→ AVAILABLE DATA
------------------------------------------------

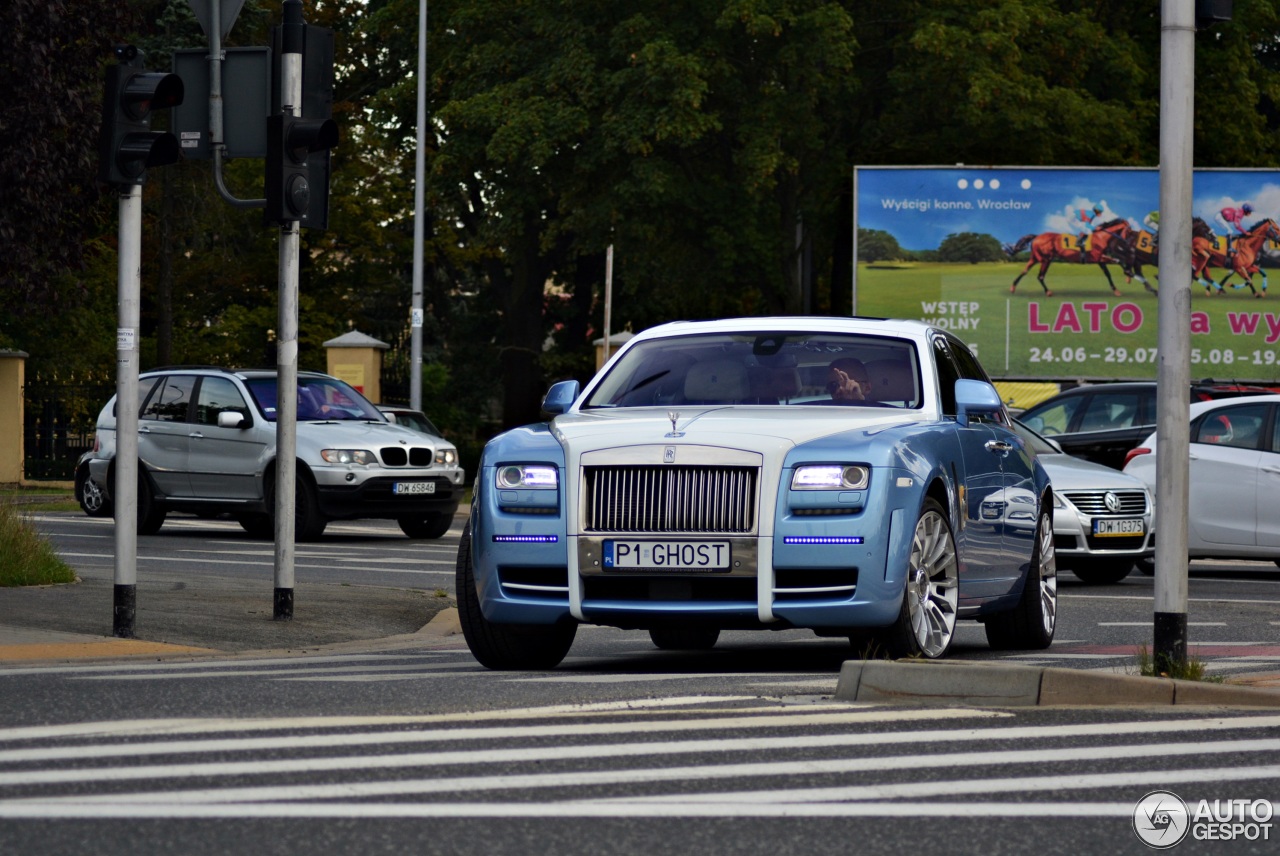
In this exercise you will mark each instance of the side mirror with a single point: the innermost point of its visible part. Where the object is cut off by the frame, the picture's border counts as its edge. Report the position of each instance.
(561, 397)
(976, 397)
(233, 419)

------------------------------------------------

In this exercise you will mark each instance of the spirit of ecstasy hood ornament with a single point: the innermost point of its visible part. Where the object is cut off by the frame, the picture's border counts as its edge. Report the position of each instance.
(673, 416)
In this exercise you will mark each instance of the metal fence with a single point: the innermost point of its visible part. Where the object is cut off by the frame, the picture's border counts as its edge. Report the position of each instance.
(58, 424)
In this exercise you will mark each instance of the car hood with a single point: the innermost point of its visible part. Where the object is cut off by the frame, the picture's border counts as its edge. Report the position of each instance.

------------------------------------------------

→ TASK ITEM
Take the lines above from the one containing "In this exercise you will mark each instance of the metal" to the one containing "In this exercise you will mark each instance of the car" and retype them exactly, both ends included, with nothing added.

→ REPLY
In this exercise you will mark each instance of the metal fence with a single point: the innermost point of its visible part. Where the object is cut off by the frame, the picture's border counts as its edge. Report the position of each instance.
(58, 424)
In this exercise you will mark each instance of the car hood with a single point: the innermost point of its visible part. Where the object is cut off by the frame, the picture's border counts as its edge. Report the position of each instance.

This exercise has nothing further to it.